(STUDY TEXT Opens)

When to Plant Wisteria
- Set wisteria in the garden in spring.
Planting and Spacing Wisteria
- Space wisteria 10 to 30 feet apart.
- Cover the graft union so that plant establishes its own roots.
How to Water and Feed Wisteria
- Wisteria needs moderate water; keep the soil evenly moist. Wisteria is drought-tolerant once established.
- Feed wisteria with a high potassium fertilizer and mulch them in spring. Potassium encourages plant health and strong roots.
- Avoid high nitrogen fertilizer which will encourage green leafy growth at the expense of blossoms.
- Mulch around wisteria to conserve soil moisture.
- Wisteria needs a very heavy, large arbor or pergola to accommodate its size and weight.
- Thread new shoots behind wires; do not twine shoots as they can easily snap.
- Tie wisteria into its support for the first few years.
- Prune in late winter and again in summer after flowering to both shape and control the size.
- Let newly planted wisteria grow toward an established framework. Plants can be trained as single trunk or multi-trunked. Remove stems that are not wanted on the framework; pinch back long stems.
- To develop a single trunk, rub off buds that develop on the trunk. The main stem will in time become a good-size trunk.
- For multi-trunk, select the vigorous stems you want and train them to the support.
- To train wisteria as a tree, choose a single trunk and tie it to a stake at frequent intervals. When the plant reaches the desired height, pinch or prune back tip to force branching. Pinch back streamers to form the head or tree canopy. Replace the stake as needed.
- To train wisteria as a shrub, permit well-spaced branches to form the framework, shorten side branches, and nip out long streamers.
- Train new growth of young plants to form the main stem and several horizontal branches.

(STUDY TEXT Closes)

■ **TO DO**:
1. Answer these questions from the wisteria growing guide:
(a) How far apart should wisteria plants be spaced?
(b) What kind of fertilizer should wisteria be fed with?
(c) At what two times of year should wisteria be pruned?
2. Pick up the wisteria growing guide after its last line and continue it.

(MATERIAL PROVIDED Opens)

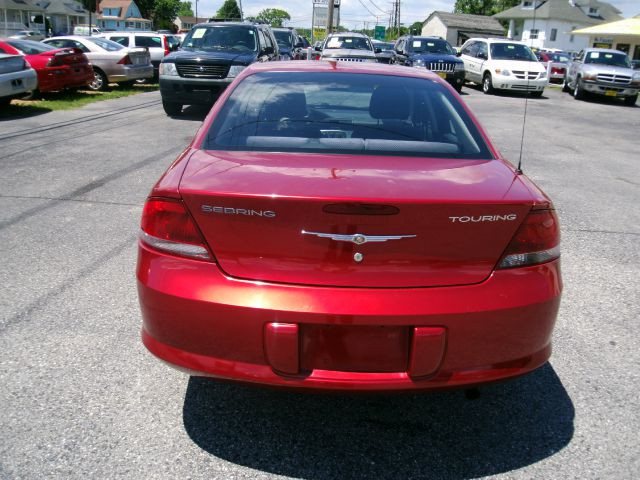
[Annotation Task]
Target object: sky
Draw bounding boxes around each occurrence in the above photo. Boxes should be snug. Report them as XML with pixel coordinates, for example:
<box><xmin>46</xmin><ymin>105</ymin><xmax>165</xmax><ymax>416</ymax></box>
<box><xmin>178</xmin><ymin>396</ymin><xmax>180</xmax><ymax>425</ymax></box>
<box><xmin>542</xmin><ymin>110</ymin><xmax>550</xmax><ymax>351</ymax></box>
<box><xmin>191</xmin><ymin>0</ymin><xmax>640</xmax><ymax>29</ymax></box>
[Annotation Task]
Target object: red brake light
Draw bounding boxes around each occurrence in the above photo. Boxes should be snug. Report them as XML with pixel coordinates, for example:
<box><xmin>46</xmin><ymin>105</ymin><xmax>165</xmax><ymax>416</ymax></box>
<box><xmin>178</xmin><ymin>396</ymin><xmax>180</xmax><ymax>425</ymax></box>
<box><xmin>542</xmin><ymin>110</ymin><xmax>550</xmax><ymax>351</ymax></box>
<box><xmin>497</xmin><ymin>209</ymin><xmax>560</xmax><ymax>268</ymax></box>
<box><xmin>162</xmin><ymin>37</ymin><xmax>171</xmax><ymax>55</ymax></box>
<box><xmin>140</xmin><ymin>198</ymin><xmax>211</xmax><ymax>260</ymax></box>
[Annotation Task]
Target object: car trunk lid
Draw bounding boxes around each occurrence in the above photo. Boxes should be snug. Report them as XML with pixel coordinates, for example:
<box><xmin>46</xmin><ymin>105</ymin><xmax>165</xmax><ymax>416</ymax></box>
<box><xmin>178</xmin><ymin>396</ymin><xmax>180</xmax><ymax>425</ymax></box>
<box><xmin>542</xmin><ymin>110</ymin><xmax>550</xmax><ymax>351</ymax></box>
<box><xmin>180</xmin><ymin>151</ymin><xmax>531</xmax><ymax>287</ymax></box>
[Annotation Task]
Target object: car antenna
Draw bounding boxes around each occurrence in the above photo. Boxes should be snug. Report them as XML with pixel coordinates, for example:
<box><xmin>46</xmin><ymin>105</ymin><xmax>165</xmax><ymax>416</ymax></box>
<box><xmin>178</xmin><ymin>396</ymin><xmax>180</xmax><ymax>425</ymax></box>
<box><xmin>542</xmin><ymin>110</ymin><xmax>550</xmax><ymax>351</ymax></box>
<box><xmin>516</xmin><ymin>0</ymin><xmax>538</xmax><ymax>175</ymax></box>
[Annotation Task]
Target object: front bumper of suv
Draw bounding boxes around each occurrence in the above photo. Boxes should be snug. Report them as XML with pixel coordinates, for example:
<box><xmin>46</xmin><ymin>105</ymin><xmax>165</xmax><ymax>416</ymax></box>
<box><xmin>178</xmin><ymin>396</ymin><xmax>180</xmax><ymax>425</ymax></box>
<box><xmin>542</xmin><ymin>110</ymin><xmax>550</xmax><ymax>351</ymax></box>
<box><xmin>160</xmin><ymin>75</ymin><xmax>234</xmax><ymax>105</ymax></box>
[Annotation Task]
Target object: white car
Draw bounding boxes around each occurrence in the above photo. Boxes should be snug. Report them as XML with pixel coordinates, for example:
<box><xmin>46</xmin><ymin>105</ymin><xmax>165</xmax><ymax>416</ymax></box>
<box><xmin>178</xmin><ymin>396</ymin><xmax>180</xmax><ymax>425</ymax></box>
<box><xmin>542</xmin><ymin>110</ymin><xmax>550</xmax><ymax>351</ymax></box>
<box><xmin>460</xmin><ymin>38</ymin><xmax>548</xmax><ymax>97</ymax></box>
<box><xmin>0</xmin><ymin>53</ymin><xmax>38</xmax><ymax>106</ymax></box>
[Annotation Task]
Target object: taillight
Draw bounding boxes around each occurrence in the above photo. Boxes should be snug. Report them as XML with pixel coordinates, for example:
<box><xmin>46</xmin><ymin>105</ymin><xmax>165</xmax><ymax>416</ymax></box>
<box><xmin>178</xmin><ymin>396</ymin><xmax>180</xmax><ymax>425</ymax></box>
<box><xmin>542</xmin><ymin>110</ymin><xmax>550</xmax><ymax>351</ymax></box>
<box><xmin>162</xmin><ymin>37</ymin><xmax>171</xmax><ymax>55</ymax></box>
<box><xmin>497</xmin><ymin>209</ymin><xmax>560</xmax><ymax>268</ymax></box>
<box><xmin>140</xmin><ymin>198</ymin><xmax>211</xmax><ymax>261</ymax></box>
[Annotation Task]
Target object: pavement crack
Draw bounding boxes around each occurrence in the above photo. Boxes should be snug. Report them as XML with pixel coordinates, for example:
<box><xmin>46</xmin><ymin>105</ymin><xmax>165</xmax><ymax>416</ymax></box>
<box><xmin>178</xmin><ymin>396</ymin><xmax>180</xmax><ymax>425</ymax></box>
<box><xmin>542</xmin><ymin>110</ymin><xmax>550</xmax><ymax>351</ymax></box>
<box><xmin>0</xmin><ymin>147</ymin><xmax>182</xmax><ymax>230</ymax></box>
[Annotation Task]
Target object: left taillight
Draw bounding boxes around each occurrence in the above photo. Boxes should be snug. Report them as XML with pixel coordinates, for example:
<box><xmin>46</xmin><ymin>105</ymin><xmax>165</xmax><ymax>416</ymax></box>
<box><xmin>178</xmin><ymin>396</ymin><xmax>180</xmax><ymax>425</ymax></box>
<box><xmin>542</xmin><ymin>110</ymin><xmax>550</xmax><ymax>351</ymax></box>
<box><xmin>162</xmin><ymin>36</ymin><xmax>171</xmax><ymax>56</ymax></box>
<box><xmin>497</xmin><ymin>208</ymin><xmax>560</xmax><ymax>269</ymax></box>
<box><xmin>140</xmin><ymin>198</ymin><xmax>212</xmax><ymax>261</ymax></box>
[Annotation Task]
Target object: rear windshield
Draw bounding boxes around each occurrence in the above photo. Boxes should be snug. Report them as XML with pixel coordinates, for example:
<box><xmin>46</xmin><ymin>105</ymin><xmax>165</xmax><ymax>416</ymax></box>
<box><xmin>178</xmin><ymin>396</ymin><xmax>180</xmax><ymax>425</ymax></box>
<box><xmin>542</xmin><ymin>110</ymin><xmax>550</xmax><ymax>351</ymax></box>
<box><xmin>407</xmin><ymin>38</ymin><xmax>456</xmax><ymax>55</ymax></box>
<box><xmin>85</xmin><ymin>37</ymin><xmax>124</xmax><ymax>52</ymax></box>
<box><xmin>584</xmin><ymin>52</ymin><xmax>631</xmax><ymax>68</ymax></box>
<box><xmin>491</xmin><ymin>43</ymin><xmax>538</xmax><ymax>62</ymax></box>
<box><xmin>273</xmin><ymin>30</ymin><xmax>293</xmax><ymax>48</ymax></box>
<box><xmin>203</xmin><ymin>72</ymin><xmax>491</xmax><ymax>159</ymax></box>
<box><xmin>6</xmin><ymin>39</ymin><xmax>57</xmax><ymax>55</ymax></box>
<box><xmin>324</xmin><ymin>35</ymin><xmax>373</xmax><ymax>50</ymax></box>
<box><xmin>182</xmin><ymin>25</ymin><xmax>257</xmax><ymax>53</ymax></box>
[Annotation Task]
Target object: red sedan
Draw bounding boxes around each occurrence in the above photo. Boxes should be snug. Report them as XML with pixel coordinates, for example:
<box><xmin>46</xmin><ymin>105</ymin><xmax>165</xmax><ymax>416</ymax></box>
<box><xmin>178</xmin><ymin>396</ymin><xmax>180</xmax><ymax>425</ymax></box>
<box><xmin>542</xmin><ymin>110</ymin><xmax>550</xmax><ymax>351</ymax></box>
<box><xmin>0</xmin><ymin>38</ymin><xmax>94</xmax><ymax>92</ymax></box>
<box><xmin>137</xmin><ymin>62</ymin><xmax>562</xmax><ymax>390</ymax></box>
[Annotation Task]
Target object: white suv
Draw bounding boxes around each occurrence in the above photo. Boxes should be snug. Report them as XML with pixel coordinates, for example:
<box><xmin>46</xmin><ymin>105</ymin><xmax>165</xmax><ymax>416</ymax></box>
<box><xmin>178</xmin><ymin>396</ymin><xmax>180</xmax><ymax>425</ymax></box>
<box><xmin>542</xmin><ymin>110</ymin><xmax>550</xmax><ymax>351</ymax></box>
<box><xmin>460</xmin><ymin>38</ymin><xmax>548</xmax><ymax>97</ymax></box>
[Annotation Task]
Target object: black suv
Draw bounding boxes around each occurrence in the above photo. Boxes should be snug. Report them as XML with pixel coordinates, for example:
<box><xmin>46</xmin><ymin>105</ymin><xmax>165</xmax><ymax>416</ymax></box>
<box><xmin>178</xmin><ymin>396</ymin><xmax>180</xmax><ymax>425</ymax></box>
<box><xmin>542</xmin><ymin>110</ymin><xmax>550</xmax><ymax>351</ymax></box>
<box><xmin>160</xmin><ymin>22</ymin><xmax>280</xmax><ymax>115</ymax></box>
<box><xmin>391</xmin><ymin>35</ymin><xmax>464</xmax><ymax>93</ymax></box>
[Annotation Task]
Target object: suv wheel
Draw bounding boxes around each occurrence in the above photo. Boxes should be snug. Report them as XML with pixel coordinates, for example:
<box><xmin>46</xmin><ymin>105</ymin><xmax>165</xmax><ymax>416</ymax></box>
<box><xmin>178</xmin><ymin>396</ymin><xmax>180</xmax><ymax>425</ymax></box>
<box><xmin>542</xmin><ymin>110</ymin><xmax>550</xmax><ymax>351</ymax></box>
<box><xmin>482</xmin><ymin>72</ymin><xmax>495</xmax><ymax>95</ymax></box>
<box><xmin>573</xmin><ymin>77</ymin><xmax>585</xmax><ymax>100</ymax></box>
<box><xmin>162</xmin><ymin>100</ymin><xmax>182</xmax><ymax>117</ymax></box>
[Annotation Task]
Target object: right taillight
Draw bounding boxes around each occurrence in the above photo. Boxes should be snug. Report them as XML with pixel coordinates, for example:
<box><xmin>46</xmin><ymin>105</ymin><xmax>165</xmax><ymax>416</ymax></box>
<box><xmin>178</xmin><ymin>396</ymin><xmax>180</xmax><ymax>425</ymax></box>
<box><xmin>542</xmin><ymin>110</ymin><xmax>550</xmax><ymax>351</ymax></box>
<box><xmin>140</xmin><ymin>198</ymin><xmax>212</xmax><ymax>261</ymax></box>
<box><xmin>497</xmin><ymin>209</ymin><xmax>560</xmax><ymax>268</ymax></box>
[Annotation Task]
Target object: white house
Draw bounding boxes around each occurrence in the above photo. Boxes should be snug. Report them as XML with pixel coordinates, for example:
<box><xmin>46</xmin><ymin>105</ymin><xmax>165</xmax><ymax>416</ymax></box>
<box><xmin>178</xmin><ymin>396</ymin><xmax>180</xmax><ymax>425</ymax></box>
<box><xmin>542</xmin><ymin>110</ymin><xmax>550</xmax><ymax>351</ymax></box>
<box><xmin>493</xmin><ymin>0</ymin><xmax>622</xmax><ymax>51</ymax></box>
<box><xmin>421</xmin><ymin>11</ymin><xmax>504</xmax><ymax>46</ymax></box>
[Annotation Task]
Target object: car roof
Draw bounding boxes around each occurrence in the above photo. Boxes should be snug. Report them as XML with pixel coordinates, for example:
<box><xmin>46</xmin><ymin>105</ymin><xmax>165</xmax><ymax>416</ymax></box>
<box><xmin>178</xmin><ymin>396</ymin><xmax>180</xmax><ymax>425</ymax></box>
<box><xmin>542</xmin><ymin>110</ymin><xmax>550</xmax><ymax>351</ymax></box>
<box><xmin>243</xmin><ymin>60</ymin><xmax>446</xmax><ymax>83</ymax></box>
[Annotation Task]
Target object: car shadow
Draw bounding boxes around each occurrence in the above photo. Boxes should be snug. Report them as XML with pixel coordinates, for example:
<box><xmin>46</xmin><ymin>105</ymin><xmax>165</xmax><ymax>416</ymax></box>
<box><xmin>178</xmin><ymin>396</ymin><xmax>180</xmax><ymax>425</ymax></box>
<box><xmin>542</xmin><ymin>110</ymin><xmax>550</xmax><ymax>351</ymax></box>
<box><xmin>183</xmin><ymin>364</ymin><xmax>575</xmax><ymax>479</ymax></box>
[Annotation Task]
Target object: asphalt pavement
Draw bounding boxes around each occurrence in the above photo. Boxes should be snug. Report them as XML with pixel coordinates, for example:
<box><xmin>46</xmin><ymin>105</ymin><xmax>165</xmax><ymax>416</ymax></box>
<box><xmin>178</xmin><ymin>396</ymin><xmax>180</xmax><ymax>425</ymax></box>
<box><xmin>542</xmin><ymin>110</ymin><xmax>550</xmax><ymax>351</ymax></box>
<box><xmin>0</xmin><ymin>87</ymin><xmax>640</xmax><ymax>479</ymax></box>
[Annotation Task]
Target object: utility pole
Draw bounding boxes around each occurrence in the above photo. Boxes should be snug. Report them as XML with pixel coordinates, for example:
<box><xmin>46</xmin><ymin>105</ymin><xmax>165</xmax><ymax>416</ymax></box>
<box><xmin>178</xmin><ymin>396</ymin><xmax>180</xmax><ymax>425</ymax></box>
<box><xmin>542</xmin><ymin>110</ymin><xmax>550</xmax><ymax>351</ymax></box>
<box><xmin>327</xmin><ymin>0</ymin><xmax>334</xmax><ymax>35</ymax></box>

(MATERIAL PROVIDED Closes)

■ **RESULTS OF THE TASKS**:
1.
(a) 10 to 30 feet apart.
(b) A high potassium fertilizer.
(c) In late winter and again in summer after flowering.

2.
- Cut back most of the long shoots not needed as new main branches to about 5 or 6 buds in mid-summer.
- Prune all sideshoots back to 2 or 3 buds from the previous year’s growth in late winter to form flowering spurs.
Wisteria Common Problems
- Wisteria is susceptible to dieback, crown gall, leaf spots, virus disease.
- Wisteria can be attacked by Japanese beetles, aphids, leaf miners, scale insects, and mealybugs.
- Drought or low night temperatures may cause bud-drop.
- Fungal infections can cause brown or black leaf spots.
- Honey fungus can killer older wisterias.
- Wisteria is difficult to propagate.
- Take basal cuttings from side shoots in early to midsummer.
- Layer lower-growing lateral shoots in autumn or graft in winter.
Wisteria Varieties to Grow
- Wisteria brachybotrys (W. venusta), silky wisteria: Silky-haired leaves 8 to 14 inches long, divided into 9 to 13 leaflets; profuse bloomer; white flowers on long stalks; flower clusters open all at once during leaf out; cultivar ‘Alba’ has white flowers, ‘Violacea; has purple-blue flowers.
- W. chinensis, (W. sinensis, below) Chinese wisteria: Bears fragrant lilac-blue to white flowers in pendant racemes to 12 inches long
- W. floribunda, Japanese wisteria: Leaves are 12 to 16 inches long, divided into 15 to 19 leaflets; blooms in mid-spring on old wood; twines clockwise; species has violet, fragrant flowers in 8 to 20 inches racemes; several cultivars including ‘Alba’ has white flowers, ‘Rosea’ has rose-pink flowers, ‘Royal Purple’ has purple-violet flowers, and ‘Violacea Plena’ has double violet-blue flowers.
- W. frutescens, American wisteria: Leaves 7 to 12 inches long, divided into 9 to 15 leaflets; blue-violet flowers, abundant racemes of 30 to 65 flowers; also white-flowered form; Zones 5 to 9.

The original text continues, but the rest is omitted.